[What the task asks] Reproduce the data below line for line, without changing a single character.

[Entries shown]

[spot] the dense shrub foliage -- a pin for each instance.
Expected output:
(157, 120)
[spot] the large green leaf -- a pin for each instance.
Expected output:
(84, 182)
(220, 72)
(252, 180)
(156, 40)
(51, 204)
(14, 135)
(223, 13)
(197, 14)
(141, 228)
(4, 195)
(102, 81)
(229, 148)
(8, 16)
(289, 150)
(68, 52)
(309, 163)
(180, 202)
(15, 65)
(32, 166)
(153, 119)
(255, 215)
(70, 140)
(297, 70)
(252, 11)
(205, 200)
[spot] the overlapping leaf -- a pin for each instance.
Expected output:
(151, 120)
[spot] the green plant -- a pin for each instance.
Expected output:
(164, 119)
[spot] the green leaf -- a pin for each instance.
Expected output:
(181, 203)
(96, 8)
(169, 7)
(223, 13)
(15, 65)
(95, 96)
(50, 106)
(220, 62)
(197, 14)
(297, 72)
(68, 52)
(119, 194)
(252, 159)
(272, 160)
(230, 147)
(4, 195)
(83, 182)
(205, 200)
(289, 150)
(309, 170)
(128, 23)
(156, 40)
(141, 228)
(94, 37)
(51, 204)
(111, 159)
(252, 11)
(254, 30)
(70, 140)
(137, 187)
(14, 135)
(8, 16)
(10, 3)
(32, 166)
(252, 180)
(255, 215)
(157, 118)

[Solved exercise]
[spot] the dense shrub foliage -- a pin for each instance.
Expected output:
(157, 120)
[spot] the large green leaf -- a pin for each instance.
Expected output:
(84, 182)
(220, 72)
(252, 180)
(156, 40)
(51, 204)
(14, 135)
(223, 13)
(197, 14)
(141, 228)
(4, 195)
(102, 81)
(229, 148)
(8, 16)
(289, 150)
(68, 52)
(309, 163)
(180, 202)
(15, 65)
(32, 166)
(153, 119)
(255, 215)
(70, 140)
(297, 70)
(252, 11)
(205, 200)
[spot] the overlapping leaf -- a pin for each instance.
Expected output:
(151, 120)
[spot] the green plant -- a pin for each instance.
Expected output:
(164, 119)
[spot] the green leaf -- a pin for each instance.
Expected output:
(181, 203)
(96, 8)
(169, 7)
(223, 13)
(15, 65)
(95, 96)
(50, 106)
(220, 62)
(197, 14)
(297, 72)
(68, 52)
(119, 194)
(252, 159)
(272, 160)
(230, 147)
(4, 195)
(83, 182)
(205, 200)
(289, 150)
(309, 170)
(128, 23)
(156, 40)
(141, 228)
(94, 37)
(51, 204)
(111, 159)
(252, 11)
(254, 30)
(70, 140)
(137, 187)
(14, 135)
(8, 16)
(10, 3)
(32, 166)
(252, 180)
(255, 215)
(157, 118)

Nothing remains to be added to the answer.